RamonLopezEscudero/Range_1D_Tree.py

## Range_1D_Tree.py
#!/usr/bin/env python
# -*- coding: utf-8 -*-
# --------------------------LIBRERIAS-------------------------- #
# ------------------------------------------------------------- #
import random as rand
import matplotlib.pyplot as plt
# ------------------------------------------------------------- #
# ---------------------------CLASES---------------------------- #
class Node:
    def __init__(self, val):
        self.izquierda = None
        self.derecha = None
        self.padre = None
        self.valor = val

class Range_Tree:
    def __init__(self):
        self.raiz = None
        self.nodos_negros = []

    def tree_maximum(self, node):
        if node.derecha is not None:
            return self.tree_maximum(node.derecha)
        else:
            return node

    def build_from_list(self,list):
        sorted_list = sorted(list)
        self.raiz = self.divide_list(sorted_list)

    def divide_list(self, sorted_list):
        if len(sorted_list) <= 1:
            new_node = Node(sorted_list[0])
            return new_node
        else:
            left = self.divide_list(sorted_list[0 : int(len(sorted_list) / 2)])
            right = self.divide_list(sorted_list[int(len(sorted_list) / 2) : len(sorted_list)])
            new_node = Node(self.tree_maximum(left).valor)
            new_node.izquierda = left
            new_node.derecha = right
            return new_node

    def find_split_node(self, interval_1, interval_2):
        aux = self.raiz
        while aux.izquierda != None:
            if interval_2 >= aux.valor or interval_1 > aux.valor:
                break
            else:
                if interval_2 <= aux.valor:
                    aux = aux.izquierda
                else:
                    aux = aux.derecha
        return aux

    def ReportSubtree(self, nodo):
        if nodo != None:
            self.ReportSubtree(nodo.izquierda)
            self.ReportSubtree(nodo.derecha)
            if nodo.izquierda == None and nodo.derecha == None:
                self.nodos_negros.append(nodo.valor)

    def LeftSeachQuery(self, split_node, interval_1, interval_2):
        if split_node.izquierda == None:
            if split_node.valor >= interval_1 and split_node.valor <= interval_2:
                self.nodos_negros.append(split_node.valor)
        else:
            left_search_node = split_node.izquierda
            while left_search_node.izquierda != None:
                if interval_1 <= left_search_node.valor:
                    self.ReportSubtree(left_search_node.derecha)
                    left_search_node = left_search_node.izquierda
                else:
                    left_search_node = left_search_node.derecha
            if left_search_node.valor >= interval_1 and left_search_node.valor <= interval_2:
                self.nodos_negros.append(left_search_node.valor)

□ □ □

- _Qué hay que hacer_
Sigue escribiendo el código en Python del árbol de rangos de una dimensión a partir del punto donde se corta. Las líneas no tienen nada que ver con esto.

□ □ □

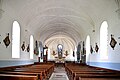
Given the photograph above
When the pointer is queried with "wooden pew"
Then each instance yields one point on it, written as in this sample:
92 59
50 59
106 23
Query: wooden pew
89 78
77 72
17 77
104 75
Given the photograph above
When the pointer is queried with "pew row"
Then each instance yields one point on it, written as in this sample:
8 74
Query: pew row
78 72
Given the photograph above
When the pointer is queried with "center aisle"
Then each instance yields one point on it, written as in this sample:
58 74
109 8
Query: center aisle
59 74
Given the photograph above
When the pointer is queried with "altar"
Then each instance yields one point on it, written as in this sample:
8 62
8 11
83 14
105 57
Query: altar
59 60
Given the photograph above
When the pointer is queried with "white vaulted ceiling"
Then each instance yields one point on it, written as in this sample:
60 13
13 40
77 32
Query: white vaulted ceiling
60 21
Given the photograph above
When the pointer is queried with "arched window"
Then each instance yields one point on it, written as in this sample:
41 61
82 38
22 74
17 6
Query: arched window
16 40
87 48
31 47
103 40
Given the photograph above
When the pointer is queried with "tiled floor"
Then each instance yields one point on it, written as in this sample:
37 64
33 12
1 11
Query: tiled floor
59 74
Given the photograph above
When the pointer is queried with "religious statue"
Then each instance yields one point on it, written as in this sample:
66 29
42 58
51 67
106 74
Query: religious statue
6 40
113 42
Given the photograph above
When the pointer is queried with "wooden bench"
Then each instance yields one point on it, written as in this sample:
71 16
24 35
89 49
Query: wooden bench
17 77
76 72
41 71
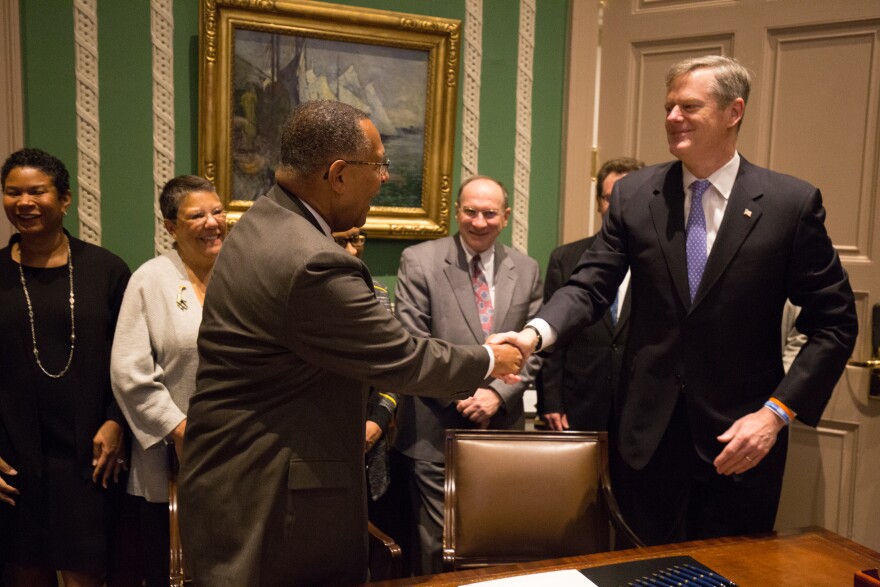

□ □ □

- _Respuesta del ejercicio_
    def RightSearchQuery(self, split_node, interval_1, interval_2):
        if split_node.derecha == None:
            if split_node.valor <= interval_1 and split_node.valor >= interval_2:
                self.nodos_negros.append(split_node.valor)
        else:
            right_search_node = split_node.derecha
            while right_search_node.izquierda != None:
                if interval_2 >= right_search_node.valor:
                    self.ReportSubtree(right_search_node.izquierda)
                    right_search_node = right_search_node.derecha
                else:
                    right_search_node = right_search_node.izquierda
            if right_search_node.valor >= interval_1 and right_search_node.valor <= interval_2:
                self.nodos_negros.append(right_search_node.valor)

    def rangeQuery_1D(self, interval_1, interval_2):
        split_node = self.find_split_node(interval_1, interval_2)
        self.LeftSeachQuery(split_node, interval_1, interval_2)
        self.RightSearchQuery(split_node, interval_1, interval_2)
        self.nodos_negros.sort()

    def stringify(self):
        if self is None:
            return ''
        return '\n' + '\n'.join(self.build_str(self.raiz)[0])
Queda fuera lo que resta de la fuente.